Excerpts from an object-pointing dataset
---+---

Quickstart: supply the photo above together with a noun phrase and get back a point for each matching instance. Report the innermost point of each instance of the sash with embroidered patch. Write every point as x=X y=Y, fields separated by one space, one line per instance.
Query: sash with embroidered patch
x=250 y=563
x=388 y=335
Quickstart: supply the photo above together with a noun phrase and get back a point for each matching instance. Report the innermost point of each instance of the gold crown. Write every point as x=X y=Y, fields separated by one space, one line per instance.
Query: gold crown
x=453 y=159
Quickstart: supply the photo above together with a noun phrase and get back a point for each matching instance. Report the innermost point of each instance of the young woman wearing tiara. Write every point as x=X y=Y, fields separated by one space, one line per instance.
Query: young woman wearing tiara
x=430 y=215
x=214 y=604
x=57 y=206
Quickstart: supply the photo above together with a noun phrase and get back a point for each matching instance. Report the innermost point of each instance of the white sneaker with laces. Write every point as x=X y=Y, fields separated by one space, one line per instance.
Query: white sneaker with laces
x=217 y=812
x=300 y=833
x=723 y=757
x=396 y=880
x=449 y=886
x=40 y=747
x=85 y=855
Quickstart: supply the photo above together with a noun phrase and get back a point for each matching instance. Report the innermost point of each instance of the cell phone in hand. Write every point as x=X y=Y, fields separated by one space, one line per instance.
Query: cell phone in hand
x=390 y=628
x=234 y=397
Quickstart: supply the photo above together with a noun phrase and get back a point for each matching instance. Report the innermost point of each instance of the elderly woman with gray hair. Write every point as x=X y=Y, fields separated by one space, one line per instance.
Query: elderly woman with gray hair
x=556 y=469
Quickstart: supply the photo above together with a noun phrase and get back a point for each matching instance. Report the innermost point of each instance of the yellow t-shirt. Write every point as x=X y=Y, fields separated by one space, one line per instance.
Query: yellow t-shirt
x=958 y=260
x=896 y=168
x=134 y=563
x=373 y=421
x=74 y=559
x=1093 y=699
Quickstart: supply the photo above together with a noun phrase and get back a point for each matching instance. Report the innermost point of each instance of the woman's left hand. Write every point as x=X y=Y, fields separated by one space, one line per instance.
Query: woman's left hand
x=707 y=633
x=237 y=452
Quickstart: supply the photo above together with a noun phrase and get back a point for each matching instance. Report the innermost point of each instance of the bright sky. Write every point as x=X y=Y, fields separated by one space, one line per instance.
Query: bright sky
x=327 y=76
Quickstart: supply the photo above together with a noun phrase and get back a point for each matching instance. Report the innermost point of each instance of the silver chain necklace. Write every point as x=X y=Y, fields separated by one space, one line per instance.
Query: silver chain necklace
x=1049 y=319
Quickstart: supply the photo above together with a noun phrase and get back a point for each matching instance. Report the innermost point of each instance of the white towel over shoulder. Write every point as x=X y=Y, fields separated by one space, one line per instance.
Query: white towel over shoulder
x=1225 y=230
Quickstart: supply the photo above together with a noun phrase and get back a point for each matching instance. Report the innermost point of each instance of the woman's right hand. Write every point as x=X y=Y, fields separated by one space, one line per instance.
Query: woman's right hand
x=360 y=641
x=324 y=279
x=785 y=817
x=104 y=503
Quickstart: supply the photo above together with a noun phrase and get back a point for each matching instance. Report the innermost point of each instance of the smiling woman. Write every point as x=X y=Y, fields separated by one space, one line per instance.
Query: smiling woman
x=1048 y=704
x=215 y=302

---+---

# EXERCISE:
Could you present all of the data above as a numbered list, leaving out any blank lines?

# FINAL RESULT:
1. Quickstart: supply the photo above together with a noun phrase and get back a point for each matching instance. Report the innermost point of each instance of the sash with embroidered patch. Write every point as x=X y=Y, fields separated by one space, one line per instance.
2. Query: sash with embroidered patch
3. x=250 y=563
4. x=388 y=335
5. Quickstart: supply the photo above together with a noun phrase and get back a point for each matching instance. Report the innermost point of each instance of the gold crown. Write every point as x=X y=Y, fields separated by one space, one line per instance.
6. Query: gold crown
7. x=453 y=159
8. Quickstart: supply the photo above together with a noun phrase and get back a point for each matching instance. Report the innermost point of each instance of the young woman wearing tiara. Write every point as x=X y=Y, fields separated by one space, one line per instance.
9. Query: young woman wearing tiara
10. x=430 y=215
11. x=214 y=604
12. x=57 y=206
13. Quickstart: supply the photo above together with a noun phrase and get back a point for each matching instance. Report the innermost point of each instance of the white sneaker with laces. Write every point as x=X y=Y, fields separated by one space, one line per instance.
14. Query: white sneaker with laces
15. x=217 y=812
16. x=300 y=833
17. x=723 y=757
18. x=396 y=880
19. x=449 y=886
20. x=40 y=747
21. x=85 y=855
22. Quickstart: supply the photo above together with a noun phrase and get back a point for each matching instance. Report the innermost point of each instance of the cell phone in hand. Write every point as x=X y=Y, fields separated by one space, one line per instance.
23. Query: cell phone in hand
24. x=390 y=628
25. x=234 y=397
26. Quickstart: supply the photo above together with a noun phrase and get back a point for each matching instance. Report the innermost point of each instance of the elderly woman with gray hair. Write every point as x=X y=Y, fields separated by one space, one line per instance.
27. Query: elderly woman with gray hair
28. x=556 y=469
29. Quickstart: supply the photo above together with a noun phrase and get back a point for each matching instance. Report the innermost point of each instance of the yellow t-shirt. Write every point as x=X y=Y, fields separated by one space, one line per instance.
30. Query: yellow t-shirt
31. x=958 y=260
32. x=896 y=168
33. x=134 y=563
34. x=373 y=421
35. x=74 y=559
36. x=1093 y=699
37. Quickstart: supply the photo above together with a noun phrase and get back a point for each matching instance. Report the innermost point of each instance of the woman's left hand. Write every point as x=X y=Y, fields separated by one space, one line per instance.
38. Query: woman's left hand
39. x=707 y=633
40. x=237 y=452
41. Quickstart: supply the photo above together with a noun phrase and get back a point for each matching instance. Report the innermost point of each instance of the bright sky. Write every point as x=X y=Y, fields separated by one space, one line per instance.
42. Query: bright sky
43. x=327 y=76
44. Quickstart: supply the photo above together with a noun phrase and get back a point for each matching instance. Report the innermost point of each instance of the silver chain necklace. Write every point as x=X y=Y, fields separated by one space, one line per instance.
45. Query: silver chain necklace
46. x=1049 y=319
47. Quickstart: supply the photo above together with a noun phrase and get back a point for each matching instance. Report the innermost point of each instance of the white towel over shoulder. Write every point as x=X y=Y, fields separated by one space, one line per instance.
48. Query: white towel over shoulder
49. x=1225 y=230
50. Quickstart: supply the photo above together with a noun phrase and get back a point for each matching instance. Report the innermost point of each instance of the woman's right hand. Write every point as x=X y=Y, fields separated by one space, one line per instance.
51. Query: woman's right hand
52. x=360 y=641
53. x=324 y=279
54. x=785 y=817
55. x=104 y=503
56. Quickstart: supply the photo above together with a noun phrase and get back a point for each matching instance. Report the innermost point of each instance of the smiling woman. Write every point as x=X y=Y, fields separated by one space, one line per instance.
57. Query: smiling woman
58. x=1048 y=704
59. x=215 y=302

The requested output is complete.